**What you should do:**
Look through the records below for the line holding "Could you please indicate the grass in". Write it out exactly, with each following line through the line holding "Could you please indicate the hedge in".

**Given data:**

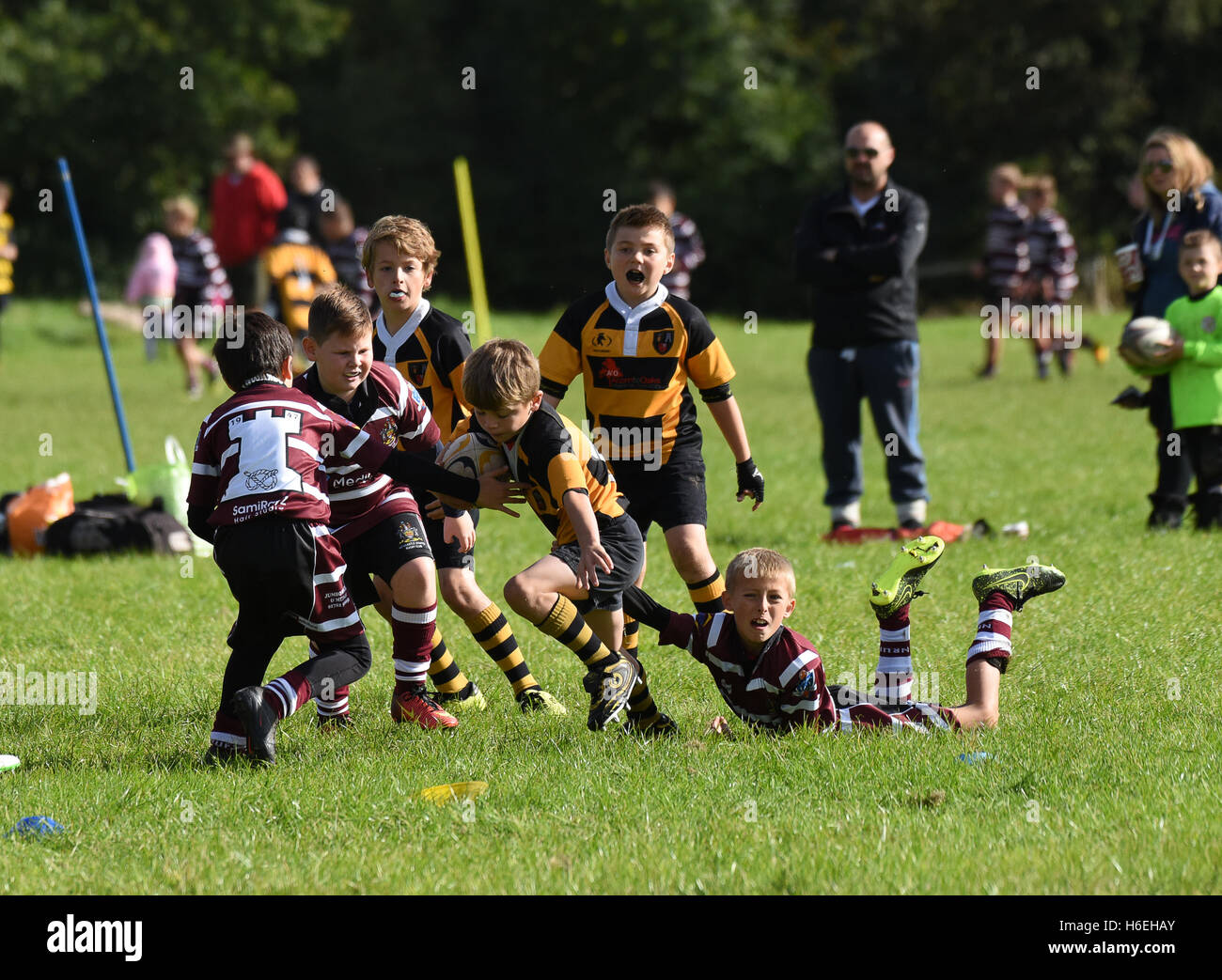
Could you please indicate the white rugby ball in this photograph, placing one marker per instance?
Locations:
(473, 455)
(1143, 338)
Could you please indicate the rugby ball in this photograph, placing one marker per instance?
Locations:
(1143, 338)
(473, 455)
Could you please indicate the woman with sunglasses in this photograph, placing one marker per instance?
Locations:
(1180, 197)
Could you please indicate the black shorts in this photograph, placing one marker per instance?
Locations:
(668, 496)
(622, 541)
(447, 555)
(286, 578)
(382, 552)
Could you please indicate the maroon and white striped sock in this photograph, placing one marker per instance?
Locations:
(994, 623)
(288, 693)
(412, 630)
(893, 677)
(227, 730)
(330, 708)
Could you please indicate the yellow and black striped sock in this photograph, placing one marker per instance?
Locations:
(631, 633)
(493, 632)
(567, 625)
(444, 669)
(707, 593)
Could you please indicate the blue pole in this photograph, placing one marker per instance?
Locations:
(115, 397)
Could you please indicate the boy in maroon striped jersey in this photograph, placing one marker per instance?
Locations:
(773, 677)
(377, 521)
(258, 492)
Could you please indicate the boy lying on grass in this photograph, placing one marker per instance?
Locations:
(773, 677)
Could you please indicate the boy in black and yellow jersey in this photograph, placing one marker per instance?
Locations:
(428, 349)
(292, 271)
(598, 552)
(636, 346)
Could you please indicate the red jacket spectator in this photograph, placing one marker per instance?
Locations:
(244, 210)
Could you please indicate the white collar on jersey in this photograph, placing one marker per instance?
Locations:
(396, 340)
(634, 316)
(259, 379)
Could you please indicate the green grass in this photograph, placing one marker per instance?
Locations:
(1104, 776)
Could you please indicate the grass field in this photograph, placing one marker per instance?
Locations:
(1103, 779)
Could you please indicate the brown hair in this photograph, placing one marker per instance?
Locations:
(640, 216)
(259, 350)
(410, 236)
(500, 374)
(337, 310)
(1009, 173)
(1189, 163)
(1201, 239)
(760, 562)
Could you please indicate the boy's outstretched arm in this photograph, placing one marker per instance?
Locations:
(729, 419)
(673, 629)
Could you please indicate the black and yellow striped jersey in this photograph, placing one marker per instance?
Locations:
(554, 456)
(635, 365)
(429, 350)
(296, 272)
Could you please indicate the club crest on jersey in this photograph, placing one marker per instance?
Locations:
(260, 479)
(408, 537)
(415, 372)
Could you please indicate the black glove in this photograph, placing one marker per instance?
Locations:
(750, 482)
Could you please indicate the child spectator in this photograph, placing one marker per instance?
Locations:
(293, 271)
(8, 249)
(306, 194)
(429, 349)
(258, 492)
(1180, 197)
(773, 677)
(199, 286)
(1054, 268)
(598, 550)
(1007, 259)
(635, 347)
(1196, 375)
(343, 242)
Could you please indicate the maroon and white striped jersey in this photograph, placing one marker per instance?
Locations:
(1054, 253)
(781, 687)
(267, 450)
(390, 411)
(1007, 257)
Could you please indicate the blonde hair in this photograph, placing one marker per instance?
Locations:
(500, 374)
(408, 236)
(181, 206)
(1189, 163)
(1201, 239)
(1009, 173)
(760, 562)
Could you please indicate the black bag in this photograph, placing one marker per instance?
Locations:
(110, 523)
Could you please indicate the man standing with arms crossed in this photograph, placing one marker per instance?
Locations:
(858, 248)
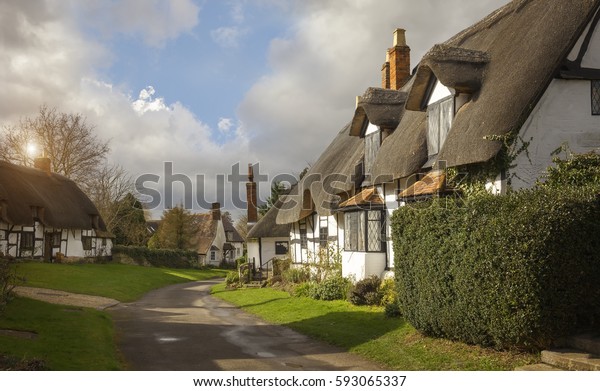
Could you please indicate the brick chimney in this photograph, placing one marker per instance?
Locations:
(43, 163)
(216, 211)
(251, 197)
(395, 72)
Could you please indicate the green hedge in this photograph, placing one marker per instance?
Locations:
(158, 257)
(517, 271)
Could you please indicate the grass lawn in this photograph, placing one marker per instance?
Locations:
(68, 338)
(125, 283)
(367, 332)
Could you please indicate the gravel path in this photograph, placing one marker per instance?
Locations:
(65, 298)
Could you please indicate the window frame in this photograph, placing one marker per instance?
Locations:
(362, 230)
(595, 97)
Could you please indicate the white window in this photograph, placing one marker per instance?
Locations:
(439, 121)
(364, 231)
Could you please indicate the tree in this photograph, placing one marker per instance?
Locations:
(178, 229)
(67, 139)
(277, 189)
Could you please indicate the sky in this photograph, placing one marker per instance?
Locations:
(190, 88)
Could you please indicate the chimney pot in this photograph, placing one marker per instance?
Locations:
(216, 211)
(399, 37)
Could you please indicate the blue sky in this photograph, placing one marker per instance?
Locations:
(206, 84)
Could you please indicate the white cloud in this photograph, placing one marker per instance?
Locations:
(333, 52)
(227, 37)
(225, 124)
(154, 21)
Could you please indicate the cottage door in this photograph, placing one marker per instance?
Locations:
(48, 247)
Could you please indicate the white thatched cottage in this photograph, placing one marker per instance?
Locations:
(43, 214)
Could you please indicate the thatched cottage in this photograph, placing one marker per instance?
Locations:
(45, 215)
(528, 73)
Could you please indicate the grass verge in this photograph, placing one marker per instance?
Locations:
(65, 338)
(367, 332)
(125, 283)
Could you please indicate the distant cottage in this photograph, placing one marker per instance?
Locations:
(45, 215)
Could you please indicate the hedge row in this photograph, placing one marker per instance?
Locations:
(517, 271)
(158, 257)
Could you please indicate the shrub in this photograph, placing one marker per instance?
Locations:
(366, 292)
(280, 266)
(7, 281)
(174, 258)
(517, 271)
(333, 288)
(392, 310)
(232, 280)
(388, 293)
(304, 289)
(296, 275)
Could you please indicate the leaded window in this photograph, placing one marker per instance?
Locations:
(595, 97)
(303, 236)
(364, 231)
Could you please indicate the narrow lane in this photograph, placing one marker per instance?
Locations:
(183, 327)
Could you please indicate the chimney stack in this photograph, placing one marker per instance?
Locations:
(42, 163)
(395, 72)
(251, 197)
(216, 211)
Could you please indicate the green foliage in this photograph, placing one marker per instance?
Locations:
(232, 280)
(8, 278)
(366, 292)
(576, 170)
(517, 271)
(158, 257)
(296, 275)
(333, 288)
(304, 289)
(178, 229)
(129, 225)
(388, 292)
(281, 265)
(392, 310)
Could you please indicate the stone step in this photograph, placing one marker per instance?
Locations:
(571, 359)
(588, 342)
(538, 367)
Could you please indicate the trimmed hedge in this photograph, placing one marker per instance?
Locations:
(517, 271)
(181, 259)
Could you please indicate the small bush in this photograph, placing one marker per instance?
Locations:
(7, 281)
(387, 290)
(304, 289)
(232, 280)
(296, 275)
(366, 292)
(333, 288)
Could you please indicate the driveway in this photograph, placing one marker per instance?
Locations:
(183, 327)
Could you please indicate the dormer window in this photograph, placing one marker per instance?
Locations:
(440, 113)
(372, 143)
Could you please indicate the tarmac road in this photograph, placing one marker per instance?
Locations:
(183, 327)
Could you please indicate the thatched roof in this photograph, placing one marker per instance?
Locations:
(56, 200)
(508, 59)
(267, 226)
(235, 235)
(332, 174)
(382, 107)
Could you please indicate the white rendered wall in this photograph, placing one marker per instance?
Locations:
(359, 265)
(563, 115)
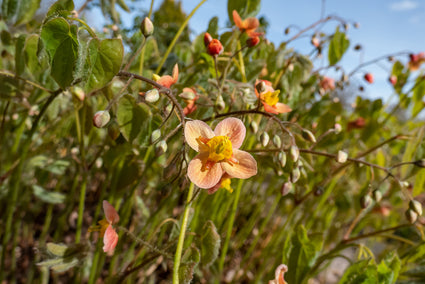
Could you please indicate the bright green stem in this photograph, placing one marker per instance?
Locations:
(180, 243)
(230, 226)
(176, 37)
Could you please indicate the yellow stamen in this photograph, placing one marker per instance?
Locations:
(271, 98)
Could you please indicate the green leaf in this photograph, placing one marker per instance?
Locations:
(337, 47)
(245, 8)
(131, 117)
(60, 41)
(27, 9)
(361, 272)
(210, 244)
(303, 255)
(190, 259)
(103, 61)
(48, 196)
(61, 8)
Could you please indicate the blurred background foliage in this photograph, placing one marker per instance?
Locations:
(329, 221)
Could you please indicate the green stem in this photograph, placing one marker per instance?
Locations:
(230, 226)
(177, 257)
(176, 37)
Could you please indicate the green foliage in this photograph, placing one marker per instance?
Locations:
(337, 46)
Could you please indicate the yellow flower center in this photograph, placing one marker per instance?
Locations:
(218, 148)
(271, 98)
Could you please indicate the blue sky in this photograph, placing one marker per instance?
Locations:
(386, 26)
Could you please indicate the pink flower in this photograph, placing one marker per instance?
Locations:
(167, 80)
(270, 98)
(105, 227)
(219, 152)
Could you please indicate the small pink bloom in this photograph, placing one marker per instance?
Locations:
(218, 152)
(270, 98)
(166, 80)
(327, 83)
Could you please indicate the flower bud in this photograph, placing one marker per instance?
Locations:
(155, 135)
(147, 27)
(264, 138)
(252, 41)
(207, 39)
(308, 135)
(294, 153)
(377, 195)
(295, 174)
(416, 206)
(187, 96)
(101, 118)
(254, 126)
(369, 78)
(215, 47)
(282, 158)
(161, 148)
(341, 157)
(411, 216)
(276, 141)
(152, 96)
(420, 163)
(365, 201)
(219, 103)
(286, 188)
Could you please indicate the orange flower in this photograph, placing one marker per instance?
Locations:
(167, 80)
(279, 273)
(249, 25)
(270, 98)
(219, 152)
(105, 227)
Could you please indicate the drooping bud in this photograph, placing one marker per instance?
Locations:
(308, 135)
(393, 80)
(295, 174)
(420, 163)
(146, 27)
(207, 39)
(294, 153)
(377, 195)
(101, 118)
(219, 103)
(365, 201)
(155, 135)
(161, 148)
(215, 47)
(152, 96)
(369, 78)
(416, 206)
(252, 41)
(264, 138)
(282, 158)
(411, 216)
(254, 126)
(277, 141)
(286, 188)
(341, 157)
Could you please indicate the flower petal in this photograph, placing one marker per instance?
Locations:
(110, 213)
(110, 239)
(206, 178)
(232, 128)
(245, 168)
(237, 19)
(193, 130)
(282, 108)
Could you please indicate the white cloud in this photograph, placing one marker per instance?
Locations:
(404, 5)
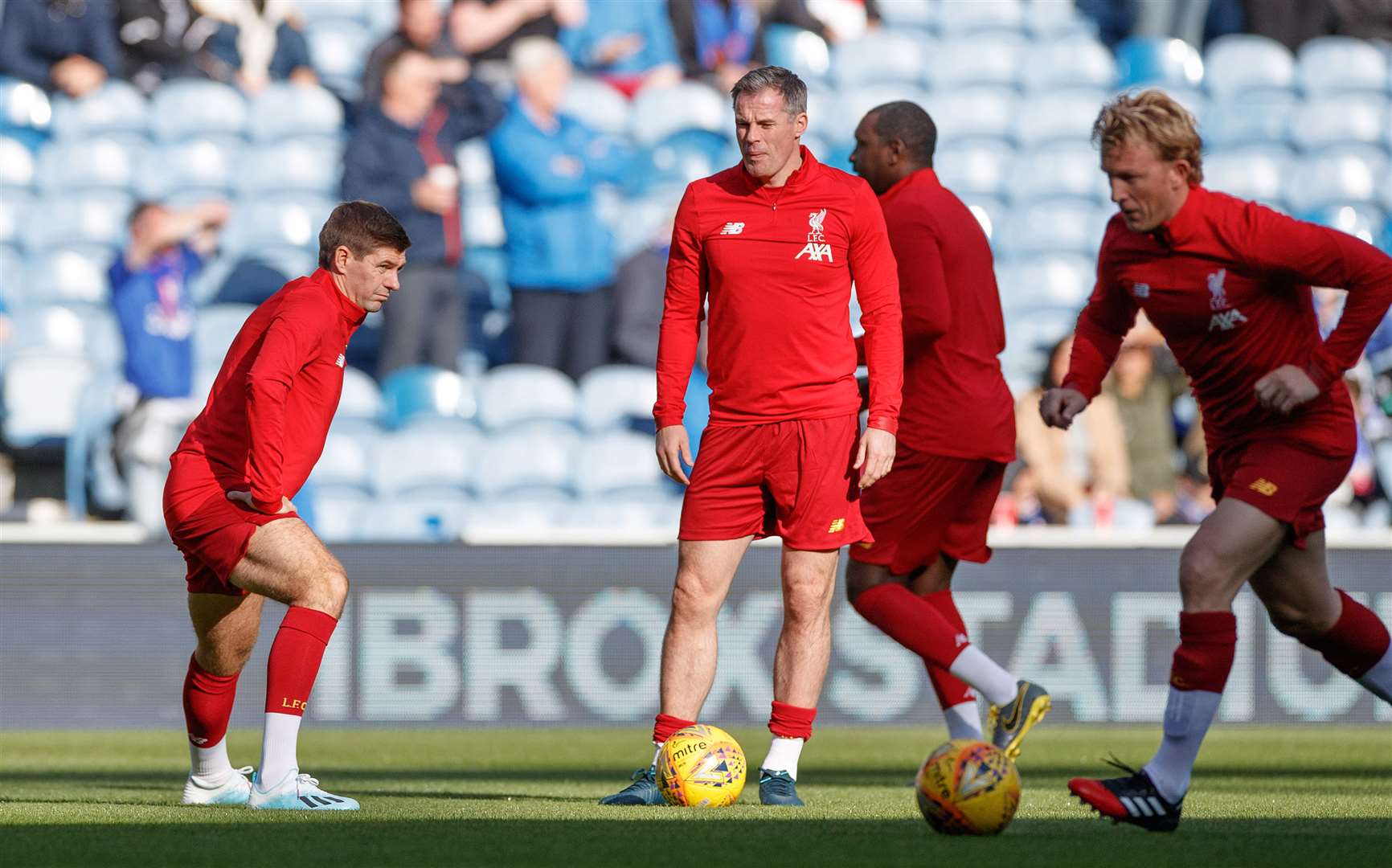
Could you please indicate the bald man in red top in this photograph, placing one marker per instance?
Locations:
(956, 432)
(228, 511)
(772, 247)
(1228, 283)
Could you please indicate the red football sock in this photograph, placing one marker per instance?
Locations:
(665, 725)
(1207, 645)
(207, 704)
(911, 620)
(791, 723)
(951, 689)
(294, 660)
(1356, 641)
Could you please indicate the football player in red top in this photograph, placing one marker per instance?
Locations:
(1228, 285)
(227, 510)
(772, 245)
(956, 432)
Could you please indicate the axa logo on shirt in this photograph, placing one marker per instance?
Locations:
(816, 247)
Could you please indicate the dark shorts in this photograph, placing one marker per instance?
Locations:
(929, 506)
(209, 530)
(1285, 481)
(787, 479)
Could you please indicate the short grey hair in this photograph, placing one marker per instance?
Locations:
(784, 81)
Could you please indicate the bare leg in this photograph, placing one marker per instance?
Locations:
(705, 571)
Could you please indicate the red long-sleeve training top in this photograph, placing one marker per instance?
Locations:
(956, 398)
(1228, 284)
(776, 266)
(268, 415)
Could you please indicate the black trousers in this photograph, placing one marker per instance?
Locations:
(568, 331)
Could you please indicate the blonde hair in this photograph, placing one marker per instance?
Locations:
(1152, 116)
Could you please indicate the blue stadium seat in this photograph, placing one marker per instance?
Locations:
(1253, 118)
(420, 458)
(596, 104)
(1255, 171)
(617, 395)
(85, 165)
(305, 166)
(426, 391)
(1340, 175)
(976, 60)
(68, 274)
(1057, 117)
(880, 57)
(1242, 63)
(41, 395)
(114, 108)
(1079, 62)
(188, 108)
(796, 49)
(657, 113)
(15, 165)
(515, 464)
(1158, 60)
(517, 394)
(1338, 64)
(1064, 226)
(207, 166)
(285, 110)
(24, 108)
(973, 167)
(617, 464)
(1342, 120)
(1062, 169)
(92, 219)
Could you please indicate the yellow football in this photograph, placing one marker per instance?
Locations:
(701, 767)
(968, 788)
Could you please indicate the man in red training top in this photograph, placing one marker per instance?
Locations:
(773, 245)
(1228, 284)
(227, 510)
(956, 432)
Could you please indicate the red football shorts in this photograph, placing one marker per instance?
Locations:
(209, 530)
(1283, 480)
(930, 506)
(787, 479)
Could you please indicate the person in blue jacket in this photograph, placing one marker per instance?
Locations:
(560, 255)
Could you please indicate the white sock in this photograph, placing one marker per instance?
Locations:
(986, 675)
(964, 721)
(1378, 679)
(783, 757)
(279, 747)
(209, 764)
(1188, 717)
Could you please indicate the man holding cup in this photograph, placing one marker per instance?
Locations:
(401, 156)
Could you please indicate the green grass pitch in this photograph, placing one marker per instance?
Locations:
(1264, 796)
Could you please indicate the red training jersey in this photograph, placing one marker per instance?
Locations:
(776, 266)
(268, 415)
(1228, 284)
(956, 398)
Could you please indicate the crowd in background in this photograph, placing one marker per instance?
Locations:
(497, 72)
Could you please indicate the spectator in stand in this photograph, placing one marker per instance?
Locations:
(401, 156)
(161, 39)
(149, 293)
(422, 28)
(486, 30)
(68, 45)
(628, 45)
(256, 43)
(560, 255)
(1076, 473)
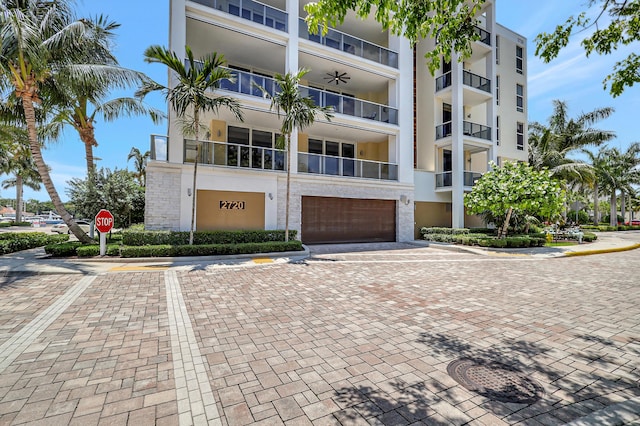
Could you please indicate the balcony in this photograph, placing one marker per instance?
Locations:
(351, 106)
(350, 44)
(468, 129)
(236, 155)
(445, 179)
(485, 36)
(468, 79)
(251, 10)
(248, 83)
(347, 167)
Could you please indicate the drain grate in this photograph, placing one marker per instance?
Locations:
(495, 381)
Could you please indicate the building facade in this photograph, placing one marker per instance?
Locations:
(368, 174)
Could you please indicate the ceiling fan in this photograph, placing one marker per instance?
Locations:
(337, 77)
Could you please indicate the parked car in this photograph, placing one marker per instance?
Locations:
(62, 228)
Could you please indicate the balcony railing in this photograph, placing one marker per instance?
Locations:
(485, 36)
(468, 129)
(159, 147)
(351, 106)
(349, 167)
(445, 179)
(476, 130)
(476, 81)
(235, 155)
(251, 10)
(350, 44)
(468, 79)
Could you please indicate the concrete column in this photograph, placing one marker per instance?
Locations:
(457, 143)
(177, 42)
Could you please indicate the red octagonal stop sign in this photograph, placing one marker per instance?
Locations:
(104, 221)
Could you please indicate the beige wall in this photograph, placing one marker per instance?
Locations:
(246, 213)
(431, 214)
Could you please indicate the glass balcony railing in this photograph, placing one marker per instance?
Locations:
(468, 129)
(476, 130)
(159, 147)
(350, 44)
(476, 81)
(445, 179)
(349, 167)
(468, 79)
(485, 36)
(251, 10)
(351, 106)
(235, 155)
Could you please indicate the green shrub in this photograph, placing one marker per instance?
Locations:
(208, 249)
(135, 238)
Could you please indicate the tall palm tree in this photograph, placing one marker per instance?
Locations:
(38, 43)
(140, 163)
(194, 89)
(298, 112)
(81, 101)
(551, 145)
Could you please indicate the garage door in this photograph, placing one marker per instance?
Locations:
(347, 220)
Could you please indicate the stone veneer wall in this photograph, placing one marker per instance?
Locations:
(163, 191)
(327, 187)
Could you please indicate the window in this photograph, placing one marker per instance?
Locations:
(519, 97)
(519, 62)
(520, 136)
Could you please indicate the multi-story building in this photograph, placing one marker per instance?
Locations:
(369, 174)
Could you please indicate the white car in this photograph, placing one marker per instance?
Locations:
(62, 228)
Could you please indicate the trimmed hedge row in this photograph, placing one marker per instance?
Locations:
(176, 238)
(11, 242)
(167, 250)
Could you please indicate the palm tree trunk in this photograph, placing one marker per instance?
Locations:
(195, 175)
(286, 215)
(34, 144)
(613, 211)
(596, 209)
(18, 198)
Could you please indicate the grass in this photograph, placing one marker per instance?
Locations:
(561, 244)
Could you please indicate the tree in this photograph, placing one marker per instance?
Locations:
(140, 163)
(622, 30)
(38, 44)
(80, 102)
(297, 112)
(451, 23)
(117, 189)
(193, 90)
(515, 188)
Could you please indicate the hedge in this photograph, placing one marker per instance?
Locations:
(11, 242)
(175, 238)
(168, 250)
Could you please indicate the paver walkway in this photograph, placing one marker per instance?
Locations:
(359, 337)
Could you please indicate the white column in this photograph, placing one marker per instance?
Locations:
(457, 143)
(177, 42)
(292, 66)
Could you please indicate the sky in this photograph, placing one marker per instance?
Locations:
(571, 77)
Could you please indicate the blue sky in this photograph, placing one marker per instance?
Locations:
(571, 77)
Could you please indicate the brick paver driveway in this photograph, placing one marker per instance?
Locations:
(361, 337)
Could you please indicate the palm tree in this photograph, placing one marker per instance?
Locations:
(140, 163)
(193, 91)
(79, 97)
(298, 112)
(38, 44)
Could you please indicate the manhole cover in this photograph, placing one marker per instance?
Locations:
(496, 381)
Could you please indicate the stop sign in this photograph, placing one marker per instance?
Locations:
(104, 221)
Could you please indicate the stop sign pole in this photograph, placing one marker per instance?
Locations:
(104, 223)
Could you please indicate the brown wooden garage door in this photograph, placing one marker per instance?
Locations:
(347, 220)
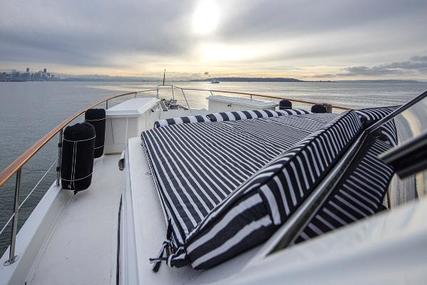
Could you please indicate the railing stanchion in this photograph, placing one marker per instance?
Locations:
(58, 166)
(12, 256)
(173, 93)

**Task response:**
Could you please indicate the grass in this photograph, placing one marker per instance?
Locations:
(561, 244)
Could you please indicate the tree in this photograph, placing one marker per instance?
Locations:
(140, 163)
(622, 30)
(38, 44)
(80, 102)
(297, 112)
(451, 23)
(117, 189)
(193, 90)
(515, 188)
Could you please indicate the hedge in this photograph, placing one marker per instance?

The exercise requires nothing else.